**Your task:**
Transcribe the lines verbatim, beginning with the line that contains "Target: brown leather loafer" and continuing through the end of the records, including both ends.

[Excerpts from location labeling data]
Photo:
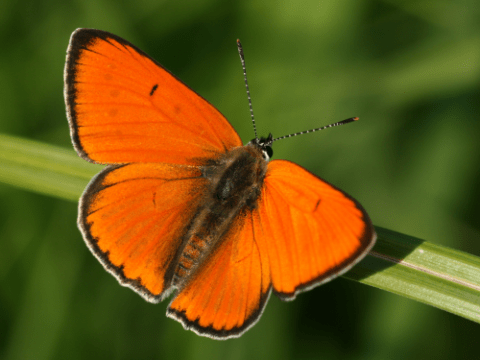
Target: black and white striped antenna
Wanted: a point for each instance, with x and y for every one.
(346, 121)
(242, 59)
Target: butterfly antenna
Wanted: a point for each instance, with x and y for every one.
(346, 121)
(242, 59)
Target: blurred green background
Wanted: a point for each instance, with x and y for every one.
(409, 69)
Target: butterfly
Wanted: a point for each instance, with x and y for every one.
(184, 208)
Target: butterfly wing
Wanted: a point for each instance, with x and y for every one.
(124, 107)
(133, 217)
(314, 231)
(226, 296)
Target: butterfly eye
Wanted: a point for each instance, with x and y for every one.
(267, 153)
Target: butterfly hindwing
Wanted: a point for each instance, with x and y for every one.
(312, 231)
(124, 107)
(132, 218)
(228, 293)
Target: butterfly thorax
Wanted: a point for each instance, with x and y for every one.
(235, 181)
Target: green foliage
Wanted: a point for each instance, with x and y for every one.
(410, 70)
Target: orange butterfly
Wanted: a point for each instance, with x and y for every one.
(183, 206)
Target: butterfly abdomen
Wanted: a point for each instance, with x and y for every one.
(235, 180)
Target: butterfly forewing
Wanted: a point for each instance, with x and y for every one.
(183, 206)
(124, 107)
(133, 218)
(313, 232)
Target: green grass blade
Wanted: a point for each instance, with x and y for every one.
(432, 274)
(445, 278)
(44, 168)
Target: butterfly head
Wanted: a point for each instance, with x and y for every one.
(265, 146)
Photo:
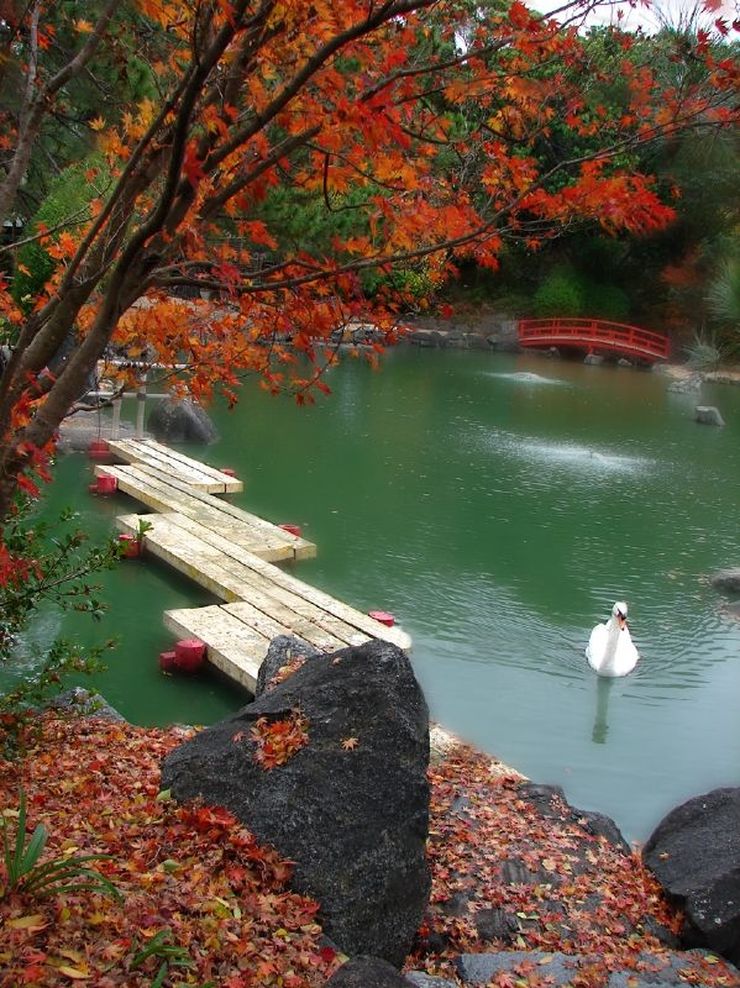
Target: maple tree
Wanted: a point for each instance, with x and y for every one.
(357, 106)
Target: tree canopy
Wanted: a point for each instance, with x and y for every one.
(439, 125)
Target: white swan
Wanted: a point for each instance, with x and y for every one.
(610, 650)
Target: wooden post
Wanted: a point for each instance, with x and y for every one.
(140, 406)
(116, 424)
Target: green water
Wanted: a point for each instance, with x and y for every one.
(497, 506)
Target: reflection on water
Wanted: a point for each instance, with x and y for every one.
(525, 377)
(601, 724)
(499, 522)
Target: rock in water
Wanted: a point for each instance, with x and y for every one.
(367, 972)
(695, 854)
(172, 420)
(285, 654)
(350, 807)
(709, 415)
(727, 580)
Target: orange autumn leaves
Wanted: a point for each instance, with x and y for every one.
(278, 740)
(192, 871)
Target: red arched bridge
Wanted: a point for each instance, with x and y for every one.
(595, 336)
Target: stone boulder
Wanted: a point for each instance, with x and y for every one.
(284, 656)
(695, 854)
(350, 807)
(669, 969)
(178, 421)
(708, 415)
(367, 972)
(726, 580)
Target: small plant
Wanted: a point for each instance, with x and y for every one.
(63, 874)
(171, 954)
(278, 740)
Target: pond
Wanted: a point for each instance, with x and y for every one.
(498, 506)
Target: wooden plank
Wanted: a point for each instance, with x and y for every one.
(226, 577)
(194, 558)
(147, 452)
(232, 646)
(251, 533)
(344, 612)
(302, 547)
(235, 574)
(302, 628)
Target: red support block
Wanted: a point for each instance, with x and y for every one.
(383, 617)
(190, 654)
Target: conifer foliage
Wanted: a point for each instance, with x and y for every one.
(421, 117)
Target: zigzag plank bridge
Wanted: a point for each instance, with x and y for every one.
(595, 336)
(232, 553)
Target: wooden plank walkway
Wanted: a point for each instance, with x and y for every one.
(149, 453)
(238, 636)
(172, 496)
(235, 574)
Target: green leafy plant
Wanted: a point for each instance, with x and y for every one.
(171, 955)
(560, 294)
(68, 873)
(703, 353)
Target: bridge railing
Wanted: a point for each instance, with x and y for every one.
(593, 332)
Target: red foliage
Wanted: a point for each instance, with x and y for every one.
(192, 870)
(585, 897)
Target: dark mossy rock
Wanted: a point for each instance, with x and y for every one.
(173, 420)
(350, 807)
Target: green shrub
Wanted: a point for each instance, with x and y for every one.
(606, 302)
(67, 202)
(560, 294)
(703, 353)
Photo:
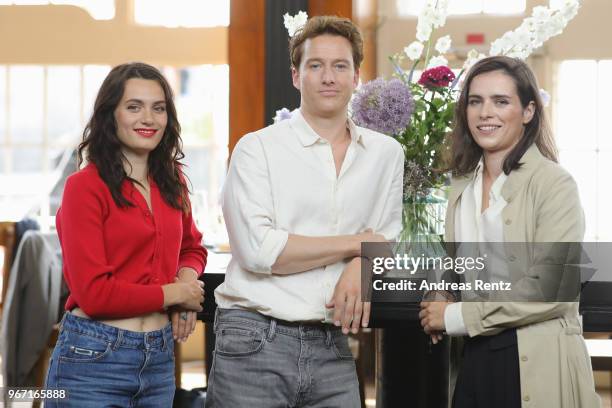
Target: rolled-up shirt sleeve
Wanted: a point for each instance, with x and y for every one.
(248, 208)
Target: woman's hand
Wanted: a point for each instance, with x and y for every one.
(183, 319)
(186, 292)
(432, 318)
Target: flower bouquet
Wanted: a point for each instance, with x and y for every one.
(416, 107)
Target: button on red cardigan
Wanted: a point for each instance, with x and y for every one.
(117, 259)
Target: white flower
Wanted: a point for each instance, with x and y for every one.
(556, 24)
(423, 31)
(294, 23)
(414, 50)
(570, 11)
(545, 96)
(282, 114)
(437, 61)
(545, 23)
(443, 44)
(496, 48)
(472, 58)
(541, 13)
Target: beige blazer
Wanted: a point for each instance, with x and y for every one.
(543, 206)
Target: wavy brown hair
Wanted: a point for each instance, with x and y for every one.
(466, 153)
(101, 145)
(332, 25)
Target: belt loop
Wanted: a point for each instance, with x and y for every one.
(328, 340)
(62, 321)
(164, 341)
(216, 321)
(118, 340)
(271, 329)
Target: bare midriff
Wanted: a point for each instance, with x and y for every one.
(143, 323)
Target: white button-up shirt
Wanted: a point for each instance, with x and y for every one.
(282, 180)
(474, 225)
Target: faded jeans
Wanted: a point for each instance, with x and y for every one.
(103, 366)
(260, 362)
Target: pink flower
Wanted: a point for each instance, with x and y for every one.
(437, 77)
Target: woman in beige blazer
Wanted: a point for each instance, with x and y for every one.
(516, 354)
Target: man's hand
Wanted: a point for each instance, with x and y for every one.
(432, 318)
(183, 323)
(349, 310)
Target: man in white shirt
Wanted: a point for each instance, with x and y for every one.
(300, 198)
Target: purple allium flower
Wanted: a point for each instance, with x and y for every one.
(383, 106)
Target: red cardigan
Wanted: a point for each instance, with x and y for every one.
(117, 259)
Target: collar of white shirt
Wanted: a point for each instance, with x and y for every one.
(496, 189)
(309, 137)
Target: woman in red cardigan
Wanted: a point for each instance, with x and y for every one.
(131, 251)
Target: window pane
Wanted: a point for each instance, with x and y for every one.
(583, 167)
(604, 105)
(93, 75)
(3, 152)
(98, 9)
(407, 8)
(182, 13)
(26, 108)
(27, 159)
(2, 105)
(201, 102)
(29, 2)
(411, 8)
(576, 96)
(604, 197)
(503, 6)
(464, 6)
(64, 95)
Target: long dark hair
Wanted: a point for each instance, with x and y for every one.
(102, 147)
(466, 153)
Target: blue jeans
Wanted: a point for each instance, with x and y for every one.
(103, 366)
(263, 362)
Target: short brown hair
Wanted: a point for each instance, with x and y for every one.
(332, 25)
(466, 153)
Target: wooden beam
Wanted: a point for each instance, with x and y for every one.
(342, 8)
(246, 57)
(365, 15)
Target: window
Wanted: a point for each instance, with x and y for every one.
(412, 8)
(582, 107)
(182, 13)
(98, 9)
(47, 107)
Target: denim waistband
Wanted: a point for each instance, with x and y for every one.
(156, 339)
(300, 329)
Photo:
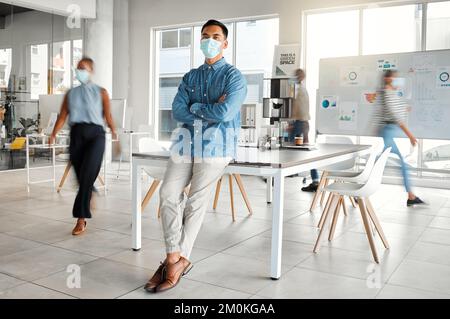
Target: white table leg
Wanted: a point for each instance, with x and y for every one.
(54, 166)
(277, 226)
(269, 190)
(136, 202)
(130, 156)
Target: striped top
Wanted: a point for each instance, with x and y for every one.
(393, 108)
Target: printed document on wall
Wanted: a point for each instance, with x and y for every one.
(348, 116)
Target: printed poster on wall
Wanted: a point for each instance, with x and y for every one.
(286, 60)
(351, 76)
(329, 102)
(443, 78)
(348, 116)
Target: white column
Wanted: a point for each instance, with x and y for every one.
(98, 43)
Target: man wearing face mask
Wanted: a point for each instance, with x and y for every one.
(87, 107)
(207, 106)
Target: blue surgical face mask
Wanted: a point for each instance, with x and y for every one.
(83, 75)
(398, 82)
(210, 48)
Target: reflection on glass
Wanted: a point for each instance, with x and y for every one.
(61, 67)
(5, 67)
(38, 70)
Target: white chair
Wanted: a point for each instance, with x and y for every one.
(341, 166)
(147, 145)
(362, 192)
(359, 177)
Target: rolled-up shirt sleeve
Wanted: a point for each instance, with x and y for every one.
(236, 92)
(181, 105)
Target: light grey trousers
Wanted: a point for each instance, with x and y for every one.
(182, 224)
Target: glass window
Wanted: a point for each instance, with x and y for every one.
(171, 65)
(61, 67)
(39, 67)
(169, 39)
(254, 55)
(392, 29)
(5, 67)
(185, 38)
(328, 35)
(438, 26)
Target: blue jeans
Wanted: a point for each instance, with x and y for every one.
(388, 133)
(302, 127)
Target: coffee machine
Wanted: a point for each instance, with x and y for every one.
(278, 105)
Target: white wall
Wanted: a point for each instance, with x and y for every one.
(98, 43)
(145, 14)
(57, 6)
(121, 57)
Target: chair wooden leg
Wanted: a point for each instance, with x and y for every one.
(159, 210)
(344, 206)
(230, 182)
(366, 223)
(335, 219)
(376, 222)
(243, 192)
(352, 200)
(149, 194)
(63, 178)
(322, 198)
(323, 178)
(216, 196)
(327, 206)
(334, 201)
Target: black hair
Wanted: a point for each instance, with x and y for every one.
(88, 60)
(217, 23)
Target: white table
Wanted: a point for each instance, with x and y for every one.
(276, 164)
(130, 134)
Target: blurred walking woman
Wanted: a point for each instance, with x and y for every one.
(392, 119)
(88, 107)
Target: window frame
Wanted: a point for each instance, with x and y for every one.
(420, 169)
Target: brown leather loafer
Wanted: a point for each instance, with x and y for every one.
(173, 274)
(157, 279)
(80, 227)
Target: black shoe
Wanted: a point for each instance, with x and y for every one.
(312, 188)
(415, 201)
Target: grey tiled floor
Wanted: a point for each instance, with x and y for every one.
(231, 259)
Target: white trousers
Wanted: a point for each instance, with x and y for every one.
(182, 224)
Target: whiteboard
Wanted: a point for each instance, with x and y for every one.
(347, 102)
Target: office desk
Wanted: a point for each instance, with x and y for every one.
(276, 164)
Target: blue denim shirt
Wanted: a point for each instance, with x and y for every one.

**Task response:**
Target: brown leather loafer
Wanted: a point for each instance, with x and y for every one.
(173, 274)
(157, 279)
(80, 227)
Target: black shoe
Wanted: a point for each instance, with x and y for every one.
(312, 188)
(415, 201)
Target: grey tiled floor
Wanted: a point for each instance, with x and y for every one.
(231, 259)
Target: white trousers
Wanted: a point for each instance, with x and y for every one.
(182, 224)
Target: whiteboard
Wanted: a point for each instance, with x and y for every one.
(347, 102)
Target: office desk
Wanted: a point for each instance, with x and y for every one.
(276, 164)
Target: blue denim shirt
Wanted: a point for each instance, with x and y for every one.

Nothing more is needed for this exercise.